= Written exercise =
Please transcribe the data below exactly. Leave the pictures out.

==== Records for this task

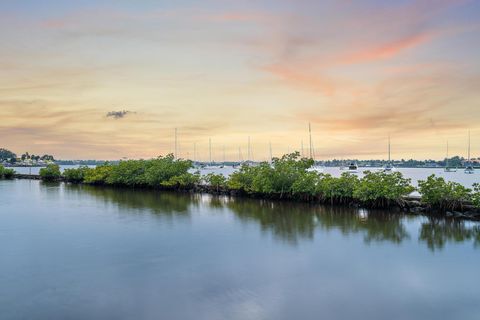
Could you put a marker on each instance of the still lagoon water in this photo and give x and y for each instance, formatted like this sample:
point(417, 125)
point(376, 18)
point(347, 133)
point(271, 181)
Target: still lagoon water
point(414, 174)
point(79, 252)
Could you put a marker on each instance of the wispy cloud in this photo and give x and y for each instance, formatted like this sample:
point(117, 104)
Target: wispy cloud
point(118, 114)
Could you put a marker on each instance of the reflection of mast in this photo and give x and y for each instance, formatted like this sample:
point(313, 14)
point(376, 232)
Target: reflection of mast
point(175, 152)
point(389, 149)
point(271, 157)
point(194, 152)
point(210, 149)
point(469, 146)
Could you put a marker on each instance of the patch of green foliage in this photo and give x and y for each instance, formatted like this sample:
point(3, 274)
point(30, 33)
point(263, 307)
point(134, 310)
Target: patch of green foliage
point(6, 173)
point(97, 175)
point(381, 189)
point(337, 190)
point(50, 173)
point(75, 175)
point(476, 195)
point(443, 195)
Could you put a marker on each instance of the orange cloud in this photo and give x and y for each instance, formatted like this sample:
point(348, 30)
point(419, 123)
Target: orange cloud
point(387, 50)
point(301, 79)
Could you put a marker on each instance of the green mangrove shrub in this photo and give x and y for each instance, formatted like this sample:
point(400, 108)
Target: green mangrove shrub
point(380, 189)
point(337, 190)
point(97, 175)
point(50, 173)
point(185, 180)
point(440, 194)
point(216, 181)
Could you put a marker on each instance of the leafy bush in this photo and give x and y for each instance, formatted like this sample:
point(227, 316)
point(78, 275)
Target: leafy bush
point(306, 186)
point(278, 178)
point(337, 190)
point(476, 195)
point(242, 179)
point(6, 173)
point(380, 189)
point(438, 193)
point(217, 181)
point(185, 181)
point(50, 173)
point(130, 173)
point(160, 171)
point(75, 175)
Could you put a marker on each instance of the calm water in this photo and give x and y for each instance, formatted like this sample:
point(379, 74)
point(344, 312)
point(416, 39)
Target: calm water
point(70, 252)
point(413, 173)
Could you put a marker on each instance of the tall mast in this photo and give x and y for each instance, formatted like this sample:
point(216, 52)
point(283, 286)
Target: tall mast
point(194, 152)
point(210, 149)
point(446, 161)
point(469, 146)
point(389, 158)
point(175, 155)
point(310, 135)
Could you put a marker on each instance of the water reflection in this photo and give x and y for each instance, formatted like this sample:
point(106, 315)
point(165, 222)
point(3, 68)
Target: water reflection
point(293, 222)
point(436, 233)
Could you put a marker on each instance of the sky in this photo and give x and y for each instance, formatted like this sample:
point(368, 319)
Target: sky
point(112, 79)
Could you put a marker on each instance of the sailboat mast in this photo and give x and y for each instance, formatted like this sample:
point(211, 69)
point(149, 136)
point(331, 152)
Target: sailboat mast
point(310, 137)
point(446, 161)
point(271, 157)
point(389, 157)
point(468, 146)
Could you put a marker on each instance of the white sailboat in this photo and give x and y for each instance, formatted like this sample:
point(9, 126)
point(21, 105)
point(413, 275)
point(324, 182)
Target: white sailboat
point(352, 168)
point(469, 167)
point(447, 167)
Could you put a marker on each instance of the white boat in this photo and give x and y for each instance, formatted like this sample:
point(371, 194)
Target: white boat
point(447, 167)
point(469, 167)
point(389, 166)
point(352, 168)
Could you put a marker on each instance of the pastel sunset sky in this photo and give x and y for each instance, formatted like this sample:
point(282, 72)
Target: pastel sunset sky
point(229, 69)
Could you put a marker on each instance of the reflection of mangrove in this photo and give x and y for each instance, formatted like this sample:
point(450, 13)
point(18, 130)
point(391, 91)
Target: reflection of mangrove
point(165, 203)
point(376, 225)
point(437, 232)
point(293, 221)
point(289, 221)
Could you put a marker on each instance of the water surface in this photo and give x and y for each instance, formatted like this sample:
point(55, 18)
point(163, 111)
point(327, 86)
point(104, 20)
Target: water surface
point(79, 252)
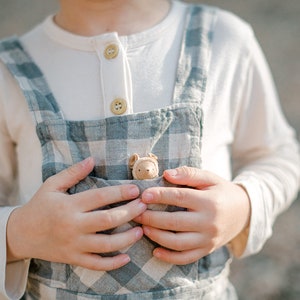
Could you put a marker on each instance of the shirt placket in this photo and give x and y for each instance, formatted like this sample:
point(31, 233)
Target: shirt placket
point(115, 76)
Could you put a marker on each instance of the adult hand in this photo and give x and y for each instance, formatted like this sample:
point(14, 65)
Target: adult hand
point(59, 227)
point(217, 210)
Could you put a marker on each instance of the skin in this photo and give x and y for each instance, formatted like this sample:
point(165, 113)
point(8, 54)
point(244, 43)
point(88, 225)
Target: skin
point(35, 229)
point(217, 210)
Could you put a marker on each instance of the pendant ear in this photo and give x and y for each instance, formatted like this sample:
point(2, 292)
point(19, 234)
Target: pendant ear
point(152, 156)
point(133, 158)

========

= Finished answer =
Could you put a marker on each instance of the still lagoon water in this photo and give x and y for each instance, formatted like this sample:
point(417, 125)
point(376, 18)
point(347, 133)
point(271, 181)
Target: still lagoon water
point(414, 174)
point(79, 252)
Could you put a marker on each instance of the wispy cloud in this photo and give x and y for each instance, formatted like this sample:
point(117, 104)
Target: wispy cloud
point(118, 114)
Could you put a marker on each instance of the reflection of mast in this photo and give x and y for each instance, formatted like this sample:
point(313, 14)
point(376, 232)
Target: reflection of mast
point(175, 152)
point(389, 149)
point(271, 157)
point(194, 152)
point(210, 149)
point(469, 146)
Could you put a marker on each instance of the patch of green foliage in this photo and give x and y for each instance, formatted like this sample:
point(3, 274)
point(30, 33)
point(263, 307)
point(134, 310)
Target: patch of green foliage
point(6, 173)
point(97, 175)
point(381, 189)
point(337, 190)
point(50, 173)
point(75, 175)
point(476, 195)
point(443, 195)
Could you put a marker on each instance of the orange cloud in this photo and give x and y for each instance, formatted like this sample:
point(348, 30)
point(419, 123)
Target: orange cloud
point(387, 50)
point(301, 79)
Could you put a marker on each instance of the green mangrove shrub in this photo and give x and y for each instance, formatted like this sample:
point(400, 108)
Target: green mangrove shrub
point(380, 189)
point(337, 190)
point(97, 175)
point(50, 173)
point(185, 180)
point(440, 194)
point(216, 181)
Could you put a marker on each instance of the leafy bush in this photo and give x and y for each instance, formatted like this sample:
point(227, 316)
point(78, 275)
Target: leafy bush
point(306, 186)
point(278, 178)
point(337, 190)
point(476, 195)
point(242, 179)
point(6, 173)
point(380, 189)
point(438, 193)
point(217, 181)
point(185, 181)
point(50, 173)
point(130, 173)
point(160, 171)
point(75, 175)
Could you put a marker on each instance of the calm water in this photo and give x and y for each instance, formatted like this sample:
point(379, 74)
point(344, 312)
point(416, 39)
Target: calm water
point(70, 252)
point(413, 173)
Could you put a marker on each instance of the tall mast in this photo and give x and y for each instance, formatted like this sample:
point(216, 52)
point(283, 286)
Target: tall mast
point(194, 152)
point(210, 149)
point(446, 161)
point(469, 146)
point(389, 158)
point(175, 155)
point(310, 135)
Could you put a marker on each instance of the water reflection in this photo and give x and y for each instance, formatted like this sample:
point(106, 315)
point(165, 222)
point(3, 68)
Target: water reflection
point(293, 222)
point(436, 233)
Could you put a marker on each instance of the sky in this photo and give x and y for each instance, formatted like this sample:
point(368, 319)
Target: sky
point(112, 79)
Could you put a marker on each instance of the sailboat mast in this photo and give x and y for each instance, formatted like this sample:
point(211, 69)
point(149, 136)
point(331, 152)
Target: sailboat mast
point(310, 137)
point(446, 161)
point(271, 157)
point(389, 157)
point(468, 146)
Could you put a marker on each instance of the white sailboat in this photo and give x and y for each instance, formatted like this sample:
point(9, 126)
point(21, 105)
point(413, 275)
point(324, 182)
Target: white sailboat
point(352, 168)
point(469, 167)
point(447, 167)
Could you put a marker on each instance of the white boat in this photo and give x and y for each instance, formatted like this sample:
point(371, 194)
Target: white boat
point(447, 167)
point(469, 167)
point(389, 166)
point(352, 168)
Could you put a marker on each instance of the pastel sunset sky in this photo and give x and y for each instance, formatted like this sample:
point(282, 72)
Target: pastel sunset sky
point(229, 69)
Could you put a marker on each instance of the reflection of mangrove in this photo and give x and y for each instance, formatted like this sample:
point(450, 13)
point(18, 130)
point(391, 91)
Target: reflection of mangrove
point(165, 203)
point(376, 225)
point(437, 232)
point(293, 221)
point(289, 221)
Could you put a marker on each instance of the water surface in this photo and give x and y for each instance, formatted like this sample:
point(55, 18)
point(163, 111)
point(327, 86)
point(104, 20)
Target: water surface
point(79, 252)
Could you put a marker on each instance of the shirt placket in this photo and give x and y for each instance, formatted like this sample:
point(31, 233)
Target: shirt placket
point(115, 76)
Could you put a marker on each instance of the adult hand in this photo and give x and y for each instance, formatted like this sample:
point(14, 65)
Target: adult hand
point(59, 227)
point(217, 210)
Could you put a marker on each instance of the skin in this photo and give x and y for each instance, formatted like this sample:
point(165, 113)
point(8, 54)
point(244, 43)
point(88, 225)
Target: skin
point(35, 229)
point(217, 210)
Could you put a marker on each instance of the pendant ear in this photo and give x and y for each instance, formatted like this sample:
point(2, 292)
point(19, 234)
Target: pendant ear
point(152, 156)
point(133, 158)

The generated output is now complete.